Exercise requirements:
(1) Using the second-quarter 2018 results text, answer these questions:
(a) What were net sales in the second quarter of 2018?
(b) What was segment operating profit in Europe in the second quarter of 2018?
(c) What was net interest expense for the quarter once the $11 million charge for written-off deferred finance fees is excluded?
(2) Resume the second-quarter 2018 results text, picking up right after its last sentence.

══ Text section ══

Second Quarter 2018 Results

 

Net sales in the second quarter of 2018 were $1.8 billion, which was 1 percent higher than prior year second quarter.  Prices were up approximately 2 percent, reflecting cost inflation and sales mix.  The overall impact of currency was favorable on net sales, with an increase reported in Europe and a decline in the Americas.

 

Global sales shipments were down 1 percent compared with prior year. The decline is largely attributed to the impact of external transportation strikes in Brazil and a raw material batch disruption in Mexico. Both incidents, now resolved, limited product available for sale in the quarter. The Company’s joint venture with Constellation Brands, Inc., continues to perform well, reporting higher sales compared with prior year.

 

Segment operating profit was $255 million in the quarter, compared with $252 million in the same period of 2017.

 

·                  Segment operating profit in the Americas in the second quarter of 2018 was $152 million, $9 million lower than prior year.  Favorable pricing was largely offset by higher operating costs.  These costs were primarily driven by aforementioned challenges in Brazil and Mexico, as well as higher-than-anticipated cost inflation, which was impacted by the strong U.S. dollar on raw material purchases in Latin America and high transportation costs in the U.S.

 

The Americas continues to focus on Total Systems Cost efforts to mitigate inflationary pressures. The Americas is undertaking steps to adjust its manufacturing footprint to better align with ongoing customer needs.  The Company announced during the quarter its plans to shut down a plant in the U.S. that primarily produces megabeer and is progressing with plans to expand capacity in Brazil to support customer needs.

 

·                  In Europe, segment operating profit continues to expand year-on-year.  In the second quarter of 2018, segment operating profit was $101 million, up more than 25 percent compared with $80 million in the second quarter of 2017. This increase was driven by favorable foreign currency exchange rates, price increases, continued benefits from Total Systems Cost, and the recognition of an energy credit.

 

·                  Segment operating profit in Asia Pacific in the second quarter of 2018 was $2 million. While lower than prior year, the magnitude of the year-on-year decline was less than that reported in the first quarter of 2018.  As planned, asset improvement projects underway in the region drove operating costs higher.  As most of the projects in the region are now substantially complete, improving production volume and lower manufacturing expense will drive higher margins sequentially in Asia Pacific the rest of 2018.

 

Consistent with management guidance for the second quarter 2018, non-operational costs partially offset positive operating performance.

 

·                  Retained corporate and other costs were essentially in line with prior year.

 

·                  Net interest expense in the quarter was $74 million. The Company re-negotiated its bank credit agreement in the quarter to lower interest expense, reduce financial risk, and reduce complexity.  Excluding the $11 million charge related to deferred finance fees written off in the quarter, net interest expense was $63 million, which is on par with $62 million for the second quarter 2017.

═══
══ Excerpted data ══

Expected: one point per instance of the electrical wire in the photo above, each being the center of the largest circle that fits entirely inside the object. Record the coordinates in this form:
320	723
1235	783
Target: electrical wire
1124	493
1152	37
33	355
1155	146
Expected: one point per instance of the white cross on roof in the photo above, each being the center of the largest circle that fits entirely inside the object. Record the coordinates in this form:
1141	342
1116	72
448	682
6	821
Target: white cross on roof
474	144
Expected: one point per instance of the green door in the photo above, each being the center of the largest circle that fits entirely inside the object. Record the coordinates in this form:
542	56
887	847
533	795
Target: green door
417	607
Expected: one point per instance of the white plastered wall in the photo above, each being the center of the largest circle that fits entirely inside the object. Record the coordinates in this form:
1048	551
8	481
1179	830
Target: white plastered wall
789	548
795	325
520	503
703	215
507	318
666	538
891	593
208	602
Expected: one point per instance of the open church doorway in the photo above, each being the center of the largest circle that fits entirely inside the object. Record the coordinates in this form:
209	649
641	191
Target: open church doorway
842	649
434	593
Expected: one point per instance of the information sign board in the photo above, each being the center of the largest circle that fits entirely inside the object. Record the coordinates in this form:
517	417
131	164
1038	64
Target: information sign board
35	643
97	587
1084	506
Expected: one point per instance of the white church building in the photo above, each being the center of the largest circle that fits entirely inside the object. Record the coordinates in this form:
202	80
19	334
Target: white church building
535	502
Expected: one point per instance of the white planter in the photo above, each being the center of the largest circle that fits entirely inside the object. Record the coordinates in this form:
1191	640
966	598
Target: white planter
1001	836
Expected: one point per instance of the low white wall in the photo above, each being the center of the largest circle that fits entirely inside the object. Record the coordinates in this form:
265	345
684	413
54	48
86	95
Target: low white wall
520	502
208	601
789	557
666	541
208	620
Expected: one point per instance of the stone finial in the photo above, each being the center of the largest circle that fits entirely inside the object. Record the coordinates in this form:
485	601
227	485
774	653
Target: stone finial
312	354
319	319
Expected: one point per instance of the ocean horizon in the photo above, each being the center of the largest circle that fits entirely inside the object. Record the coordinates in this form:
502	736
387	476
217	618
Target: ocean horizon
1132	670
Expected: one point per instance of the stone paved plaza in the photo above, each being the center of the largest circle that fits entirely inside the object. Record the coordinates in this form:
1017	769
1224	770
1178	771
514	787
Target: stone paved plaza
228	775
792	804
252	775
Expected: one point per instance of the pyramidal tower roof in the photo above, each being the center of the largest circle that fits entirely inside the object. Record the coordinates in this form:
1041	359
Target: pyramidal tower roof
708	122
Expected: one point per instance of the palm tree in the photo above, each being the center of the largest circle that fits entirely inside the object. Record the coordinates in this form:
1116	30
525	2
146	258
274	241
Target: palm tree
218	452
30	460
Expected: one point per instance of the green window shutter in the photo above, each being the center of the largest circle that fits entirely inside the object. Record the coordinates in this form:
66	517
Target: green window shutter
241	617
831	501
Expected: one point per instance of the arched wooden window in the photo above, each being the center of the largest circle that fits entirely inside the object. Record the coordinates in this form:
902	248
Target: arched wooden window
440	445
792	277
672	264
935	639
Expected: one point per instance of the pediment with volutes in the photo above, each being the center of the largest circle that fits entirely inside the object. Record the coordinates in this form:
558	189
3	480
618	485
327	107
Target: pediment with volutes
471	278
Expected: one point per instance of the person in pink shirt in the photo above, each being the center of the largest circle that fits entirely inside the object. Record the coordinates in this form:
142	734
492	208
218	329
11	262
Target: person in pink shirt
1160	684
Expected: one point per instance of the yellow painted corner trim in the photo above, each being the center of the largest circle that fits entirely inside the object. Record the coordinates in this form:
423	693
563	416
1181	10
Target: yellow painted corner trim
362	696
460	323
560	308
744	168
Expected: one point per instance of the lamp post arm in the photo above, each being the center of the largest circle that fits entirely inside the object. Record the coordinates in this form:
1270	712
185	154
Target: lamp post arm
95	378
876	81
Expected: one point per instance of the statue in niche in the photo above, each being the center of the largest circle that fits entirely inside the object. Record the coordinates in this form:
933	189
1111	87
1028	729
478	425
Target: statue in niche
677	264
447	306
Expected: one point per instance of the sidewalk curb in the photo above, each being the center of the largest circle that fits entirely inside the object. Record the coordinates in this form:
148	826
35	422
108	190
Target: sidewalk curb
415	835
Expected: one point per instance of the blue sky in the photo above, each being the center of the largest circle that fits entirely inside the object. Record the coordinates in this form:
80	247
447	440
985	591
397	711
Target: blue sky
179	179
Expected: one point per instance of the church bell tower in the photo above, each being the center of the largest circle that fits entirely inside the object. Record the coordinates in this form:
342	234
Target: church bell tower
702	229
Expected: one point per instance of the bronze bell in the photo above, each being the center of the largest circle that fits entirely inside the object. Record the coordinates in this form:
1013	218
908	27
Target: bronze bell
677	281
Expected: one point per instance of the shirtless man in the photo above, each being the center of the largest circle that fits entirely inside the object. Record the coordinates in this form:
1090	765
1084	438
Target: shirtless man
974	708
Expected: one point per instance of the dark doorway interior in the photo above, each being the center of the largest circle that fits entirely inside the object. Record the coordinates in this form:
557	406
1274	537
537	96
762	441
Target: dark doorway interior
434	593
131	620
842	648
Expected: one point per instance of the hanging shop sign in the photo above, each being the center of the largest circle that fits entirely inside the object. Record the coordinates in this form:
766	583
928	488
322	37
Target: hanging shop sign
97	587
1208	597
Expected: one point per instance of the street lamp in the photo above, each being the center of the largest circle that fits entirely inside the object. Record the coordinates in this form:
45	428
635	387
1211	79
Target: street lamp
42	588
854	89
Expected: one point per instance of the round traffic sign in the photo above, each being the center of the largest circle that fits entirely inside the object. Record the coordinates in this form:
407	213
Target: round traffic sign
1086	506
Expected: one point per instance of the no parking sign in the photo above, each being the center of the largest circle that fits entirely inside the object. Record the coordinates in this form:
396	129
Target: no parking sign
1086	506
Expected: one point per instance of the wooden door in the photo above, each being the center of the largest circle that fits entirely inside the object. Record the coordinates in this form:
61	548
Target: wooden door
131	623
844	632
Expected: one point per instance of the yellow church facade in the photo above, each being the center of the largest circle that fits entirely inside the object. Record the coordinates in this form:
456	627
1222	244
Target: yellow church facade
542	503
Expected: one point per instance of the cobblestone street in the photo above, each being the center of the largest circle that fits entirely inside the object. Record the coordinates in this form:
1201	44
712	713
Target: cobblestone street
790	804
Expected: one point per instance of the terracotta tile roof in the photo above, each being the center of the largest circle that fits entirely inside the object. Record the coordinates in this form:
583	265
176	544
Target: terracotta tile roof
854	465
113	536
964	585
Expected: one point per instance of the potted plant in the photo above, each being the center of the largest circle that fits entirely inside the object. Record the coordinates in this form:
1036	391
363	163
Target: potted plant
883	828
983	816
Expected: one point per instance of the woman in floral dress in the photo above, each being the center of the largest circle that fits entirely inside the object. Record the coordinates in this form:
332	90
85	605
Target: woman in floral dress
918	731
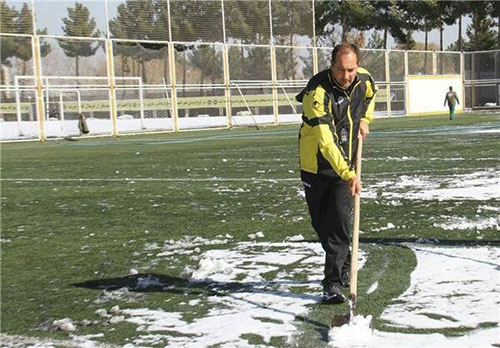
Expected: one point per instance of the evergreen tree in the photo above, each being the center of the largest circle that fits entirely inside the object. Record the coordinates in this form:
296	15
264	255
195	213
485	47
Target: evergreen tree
348	14
375	41
79	23
141	20
7	25
495	14
209	62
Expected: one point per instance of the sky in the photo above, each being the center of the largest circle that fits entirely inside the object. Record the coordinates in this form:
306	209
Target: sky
50	13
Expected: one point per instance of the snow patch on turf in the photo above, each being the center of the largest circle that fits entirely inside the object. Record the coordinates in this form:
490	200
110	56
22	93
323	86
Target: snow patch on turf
462	223
481	185
450	288
356	333
262	300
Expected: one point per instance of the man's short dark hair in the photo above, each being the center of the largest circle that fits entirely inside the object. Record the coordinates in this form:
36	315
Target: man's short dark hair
345	47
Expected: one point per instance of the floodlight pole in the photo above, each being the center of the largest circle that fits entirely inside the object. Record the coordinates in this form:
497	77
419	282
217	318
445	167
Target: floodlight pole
315	52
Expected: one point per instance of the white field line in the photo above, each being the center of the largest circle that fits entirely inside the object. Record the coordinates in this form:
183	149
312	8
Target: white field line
217	179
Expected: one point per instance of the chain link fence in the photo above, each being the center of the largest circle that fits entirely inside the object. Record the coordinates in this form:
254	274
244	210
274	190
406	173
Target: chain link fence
177	64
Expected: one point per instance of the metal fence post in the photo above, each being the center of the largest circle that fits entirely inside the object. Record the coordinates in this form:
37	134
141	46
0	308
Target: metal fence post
273	68
227	77
388	83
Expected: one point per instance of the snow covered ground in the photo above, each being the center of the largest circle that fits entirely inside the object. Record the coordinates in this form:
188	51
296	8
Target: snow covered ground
450	288
277	282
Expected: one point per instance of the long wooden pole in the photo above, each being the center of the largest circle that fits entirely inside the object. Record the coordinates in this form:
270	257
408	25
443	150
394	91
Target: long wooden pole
353	281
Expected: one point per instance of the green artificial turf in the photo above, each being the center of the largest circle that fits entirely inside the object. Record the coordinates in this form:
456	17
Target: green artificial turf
76	212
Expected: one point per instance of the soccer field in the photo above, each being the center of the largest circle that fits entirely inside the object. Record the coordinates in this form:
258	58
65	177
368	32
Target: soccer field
203	239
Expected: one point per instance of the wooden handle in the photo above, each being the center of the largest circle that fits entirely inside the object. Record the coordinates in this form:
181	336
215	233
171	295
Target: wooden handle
353	281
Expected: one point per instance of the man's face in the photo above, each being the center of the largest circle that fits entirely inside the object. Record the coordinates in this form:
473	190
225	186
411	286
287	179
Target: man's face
345	68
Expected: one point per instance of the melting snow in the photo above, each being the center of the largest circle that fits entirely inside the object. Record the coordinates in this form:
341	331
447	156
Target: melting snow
482	185
450	288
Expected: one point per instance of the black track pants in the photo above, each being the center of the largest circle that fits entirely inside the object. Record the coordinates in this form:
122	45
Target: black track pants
330	207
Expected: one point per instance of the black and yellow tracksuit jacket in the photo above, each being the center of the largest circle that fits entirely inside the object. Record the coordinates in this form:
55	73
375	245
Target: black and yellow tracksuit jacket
331	117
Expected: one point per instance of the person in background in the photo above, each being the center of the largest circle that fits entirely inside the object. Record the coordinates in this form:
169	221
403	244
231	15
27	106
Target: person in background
82	124
338	106
452	100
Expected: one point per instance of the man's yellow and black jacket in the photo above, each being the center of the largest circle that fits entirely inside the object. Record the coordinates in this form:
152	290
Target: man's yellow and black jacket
331	117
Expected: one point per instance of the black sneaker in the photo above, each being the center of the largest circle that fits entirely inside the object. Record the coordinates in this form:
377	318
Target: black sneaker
345	279
333	294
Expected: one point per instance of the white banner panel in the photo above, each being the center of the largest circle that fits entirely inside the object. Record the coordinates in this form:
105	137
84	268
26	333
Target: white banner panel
426	93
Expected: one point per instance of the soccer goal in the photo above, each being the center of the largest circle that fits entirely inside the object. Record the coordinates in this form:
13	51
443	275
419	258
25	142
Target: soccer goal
66	97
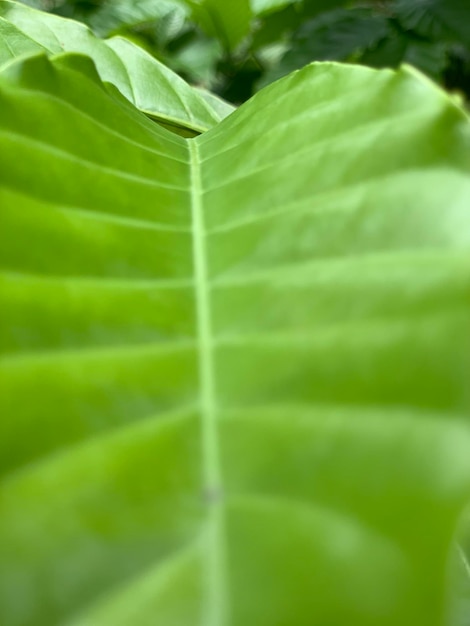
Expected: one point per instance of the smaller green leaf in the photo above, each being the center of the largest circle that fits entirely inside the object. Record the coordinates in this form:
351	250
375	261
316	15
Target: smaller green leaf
145	82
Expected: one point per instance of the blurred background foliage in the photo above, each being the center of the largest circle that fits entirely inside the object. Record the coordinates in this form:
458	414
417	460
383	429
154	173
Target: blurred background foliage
236	47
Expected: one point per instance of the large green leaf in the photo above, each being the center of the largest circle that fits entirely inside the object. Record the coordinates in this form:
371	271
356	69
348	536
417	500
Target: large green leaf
149	85
234	367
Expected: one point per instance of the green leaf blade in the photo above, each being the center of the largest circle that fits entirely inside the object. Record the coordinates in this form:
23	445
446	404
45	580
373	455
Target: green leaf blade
236	372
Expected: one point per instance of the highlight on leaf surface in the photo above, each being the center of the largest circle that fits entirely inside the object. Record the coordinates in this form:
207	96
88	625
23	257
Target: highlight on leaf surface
234	367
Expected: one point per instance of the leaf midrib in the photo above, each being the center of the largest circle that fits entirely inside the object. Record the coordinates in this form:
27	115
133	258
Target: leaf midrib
215	611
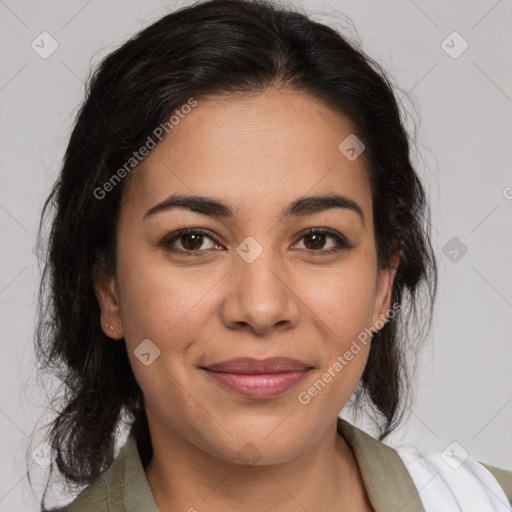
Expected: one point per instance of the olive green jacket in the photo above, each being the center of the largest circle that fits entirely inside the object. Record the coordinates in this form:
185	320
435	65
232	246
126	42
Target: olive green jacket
124	488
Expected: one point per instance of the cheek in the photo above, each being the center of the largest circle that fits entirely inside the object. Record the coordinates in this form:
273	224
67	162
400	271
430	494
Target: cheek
342	299
160	302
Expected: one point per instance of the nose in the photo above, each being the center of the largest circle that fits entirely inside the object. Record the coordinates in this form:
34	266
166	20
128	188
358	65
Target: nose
260	297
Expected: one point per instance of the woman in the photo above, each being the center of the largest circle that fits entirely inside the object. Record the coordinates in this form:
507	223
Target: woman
239	245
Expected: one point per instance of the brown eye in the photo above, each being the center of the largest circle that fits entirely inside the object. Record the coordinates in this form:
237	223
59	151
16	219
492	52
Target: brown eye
317	241
188	242
192	241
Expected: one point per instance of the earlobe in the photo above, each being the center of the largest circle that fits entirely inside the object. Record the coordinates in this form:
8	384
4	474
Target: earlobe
385	282
106	294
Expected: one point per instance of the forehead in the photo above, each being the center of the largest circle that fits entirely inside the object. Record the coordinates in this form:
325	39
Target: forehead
255	151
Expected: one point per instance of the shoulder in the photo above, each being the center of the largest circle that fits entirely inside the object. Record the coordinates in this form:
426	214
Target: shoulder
457	480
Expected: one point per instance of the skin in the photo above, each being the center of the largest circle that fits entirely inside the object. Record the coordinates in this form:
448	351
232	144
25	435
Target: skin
258	153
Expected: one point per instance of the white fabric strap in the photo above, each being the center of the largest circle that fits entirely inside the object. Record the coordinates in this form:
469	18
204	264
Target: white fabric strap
453	484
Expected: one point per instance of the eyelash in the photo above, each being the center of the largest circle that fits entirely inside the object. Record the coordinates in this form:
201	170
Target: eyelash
166	242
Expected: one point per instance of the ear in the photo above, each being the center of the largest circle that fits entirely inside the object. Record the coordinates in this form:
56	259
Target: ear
385	279
105	288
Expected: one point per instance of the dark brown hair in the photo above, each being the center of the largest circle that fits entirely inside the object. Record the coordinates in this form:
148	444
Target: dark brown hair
217	46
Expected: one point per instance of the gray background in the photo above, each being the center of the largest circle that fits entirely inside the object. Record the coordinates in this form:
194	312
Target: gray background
462	109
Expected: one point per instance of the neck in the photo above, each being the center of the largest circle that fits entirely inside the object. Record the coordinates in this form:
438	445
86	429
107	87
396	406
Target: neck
325	477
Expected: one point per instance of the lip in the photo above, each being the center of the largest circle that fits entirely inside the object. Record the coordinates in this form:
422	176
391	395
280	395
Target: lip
258	378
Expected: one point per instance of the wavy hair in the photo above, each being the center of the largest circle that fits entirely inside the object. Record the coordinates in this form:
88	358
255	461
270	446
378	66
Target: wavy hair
213	47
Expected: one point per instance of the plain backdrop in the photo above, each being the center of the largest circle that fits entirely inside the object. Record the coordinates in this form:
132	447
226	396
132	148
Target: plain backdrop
460	102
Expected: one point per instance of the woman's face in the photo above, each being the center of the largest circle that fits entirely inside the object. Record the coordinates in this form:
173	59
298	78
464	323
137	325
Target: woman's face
251	283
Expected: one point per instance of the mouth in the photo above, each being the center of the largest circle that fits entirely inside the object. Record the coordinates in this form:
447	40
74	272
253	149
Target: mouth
258	379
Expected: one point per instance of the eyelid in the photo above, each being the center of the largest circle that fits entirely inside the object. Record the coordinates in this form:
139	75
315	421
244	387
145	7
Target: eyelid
342	242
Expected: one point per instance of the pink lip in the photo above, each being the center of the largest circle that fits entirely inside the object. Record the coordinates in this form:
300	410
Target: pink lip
253	378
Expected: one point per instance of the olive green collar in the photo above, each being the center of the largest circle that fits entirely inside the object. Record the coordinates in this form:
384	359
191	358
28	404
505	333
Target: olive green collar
124	487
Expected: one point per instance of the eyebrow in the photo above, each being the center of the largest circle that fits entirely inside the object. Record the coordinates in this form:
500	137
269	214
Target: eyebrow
221	210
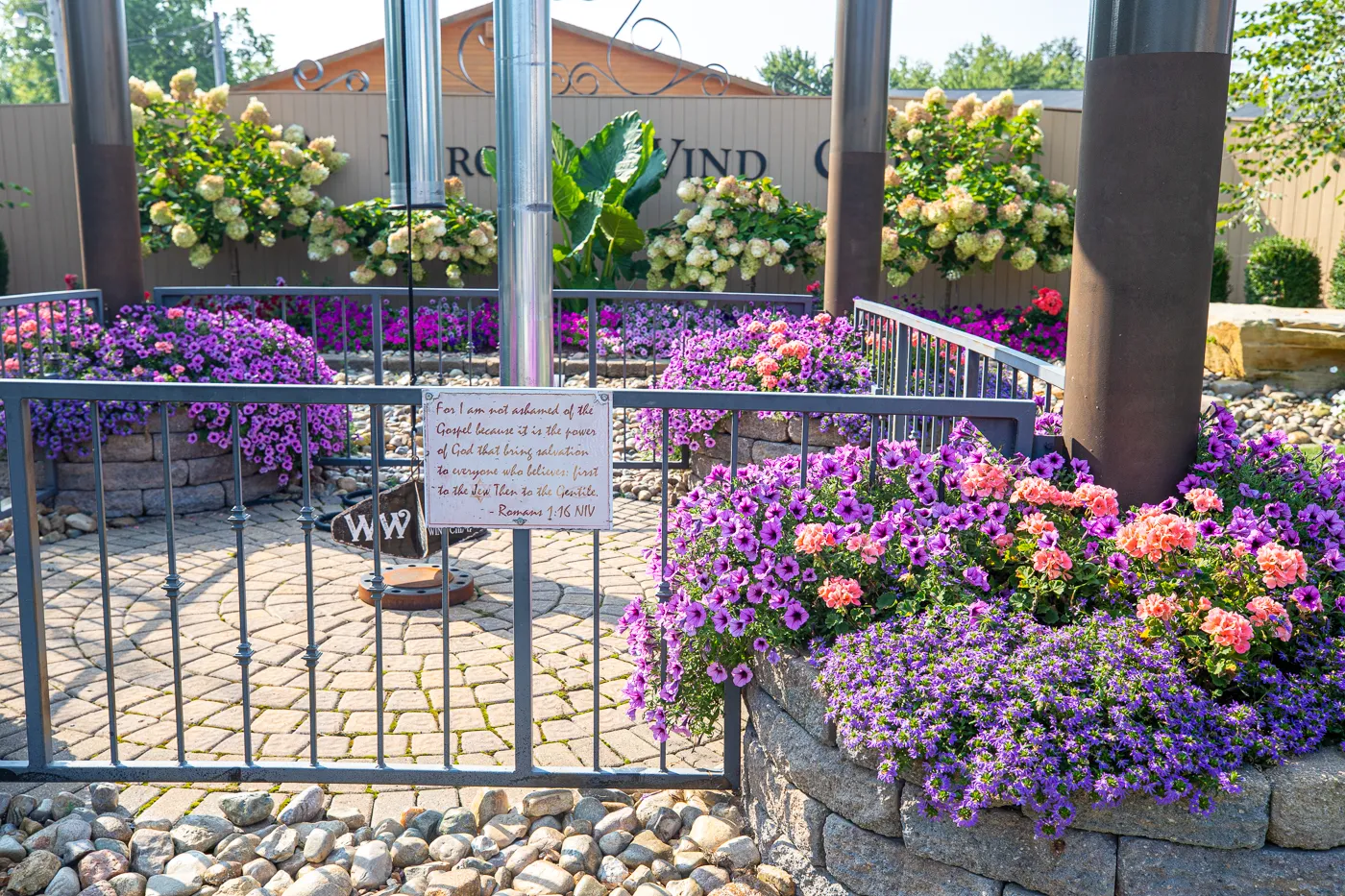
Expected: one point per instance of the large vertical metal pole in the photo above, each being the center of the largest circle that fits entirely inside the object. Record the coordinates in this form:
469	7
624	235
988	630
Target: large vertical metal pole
414	103
217	51
524	138
57	26
858	153
1156	89
105	153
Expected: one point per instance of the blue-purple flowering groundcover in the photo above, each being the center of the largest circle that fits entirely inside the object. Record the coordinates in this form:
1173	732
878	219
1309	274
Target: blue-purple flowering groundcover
178	345
1002	631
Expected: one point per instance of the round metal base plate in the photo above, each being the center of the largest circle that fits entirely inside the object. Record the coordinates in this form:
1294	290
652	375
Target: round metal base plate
419	588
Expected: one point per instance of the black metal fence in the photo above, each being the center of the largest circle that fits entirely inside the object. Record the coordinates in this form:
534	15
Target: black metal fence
1009	423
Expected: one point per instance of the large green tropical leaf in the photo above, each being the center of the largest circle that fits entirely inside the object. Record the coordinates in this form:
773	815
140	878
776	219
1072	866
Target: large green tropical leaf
623	234
616	153
564	150
565	194
648	182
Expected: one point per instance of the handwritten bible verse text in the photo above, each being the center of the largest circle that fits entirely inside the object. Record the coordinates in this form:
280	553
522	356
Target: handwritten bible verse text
518	458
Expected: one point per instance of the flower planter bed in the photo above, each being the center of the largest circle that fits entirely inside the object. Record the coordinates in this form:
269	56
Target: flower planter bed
134	472
823	815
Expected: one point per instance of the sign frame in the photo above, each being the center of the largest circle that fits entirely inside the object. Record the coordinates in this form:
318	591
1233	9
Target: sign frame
600	397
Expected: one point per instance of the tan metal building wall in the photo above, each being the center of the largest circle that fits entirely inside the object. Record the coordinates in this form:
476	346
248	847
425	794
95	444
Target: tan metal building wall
701	134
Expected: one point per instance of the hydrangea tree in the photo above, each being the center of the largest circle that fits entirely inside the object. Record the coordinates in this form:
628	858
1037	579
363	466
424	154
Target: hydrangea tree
735	224
376	233
206	178
965	190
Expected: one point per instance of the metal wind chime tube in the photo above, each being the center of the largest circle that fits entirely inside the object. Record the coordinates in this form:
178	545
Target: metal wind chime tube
414	103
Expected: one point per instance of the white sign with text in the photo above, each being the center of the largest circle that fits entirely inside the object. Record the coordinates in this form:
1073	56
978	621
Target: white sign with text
518	458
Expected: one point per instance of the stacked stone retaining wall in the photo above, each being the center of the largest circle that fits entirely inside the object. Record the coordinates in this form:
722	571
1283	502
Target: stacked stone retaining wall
822	814
202	472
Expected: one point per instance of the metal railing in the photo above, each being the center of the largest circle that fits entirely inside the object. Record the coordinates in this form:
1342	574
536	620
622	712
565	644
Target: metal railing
1008	423
911	355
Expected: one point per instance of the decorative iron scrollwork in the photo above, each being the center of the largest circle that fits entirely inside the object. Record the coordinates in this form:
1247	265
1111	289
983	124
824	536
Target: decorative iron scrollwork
303	80
585	78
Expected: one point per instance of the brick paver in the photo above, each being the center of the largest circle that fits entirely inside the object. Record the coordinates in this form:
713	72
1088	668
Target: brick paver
480	705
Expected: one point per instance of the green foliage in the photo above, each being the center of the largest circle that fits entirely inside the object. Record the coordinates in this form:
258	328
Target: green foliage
374	231
1335	296
795	70
596	193
1219	282
1284	272
205	178
966	190
161	36
1286	62
13	204
1056	64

═══

Answer set:
(1)
(a) $1.8 billion
(b) $101 million
(c) $63 million

(2)
 



 

The Company launched its $400 million share repurchase program during the first quarter of 2018. In the second quarter of 2018, the Company repurchased 2.7 million shares for approximately $50 million. Year-to-date, the Company has repurchased 4.7 million shares for $95 million.

 

Outlook

 

The Company expects earnings from continuing operations for the full year 2018 to be in the range of $2.29 to $2.39 per share.

 

Excluding certain items management considers not representative of ongoing operations, the Company continues to expect adjusted earnings to be in the range of $2.75 to $2.85 per share, based on current foreign currency exchange rates.  However, management continues to drive operational performance to offset currency, amongst other headwinds. Company results are likely to be on the lower end of the range.

 

The Company expects earnings from continuing operations, and adjusted earnings, for the third quarter of 2018 to be approximately $0.75 per share. Solid improvement in on-going business operations is expected to be offset by currency headwinds and the lack of the energy credit in Europe, which was already recognized in the second quarter of 2018.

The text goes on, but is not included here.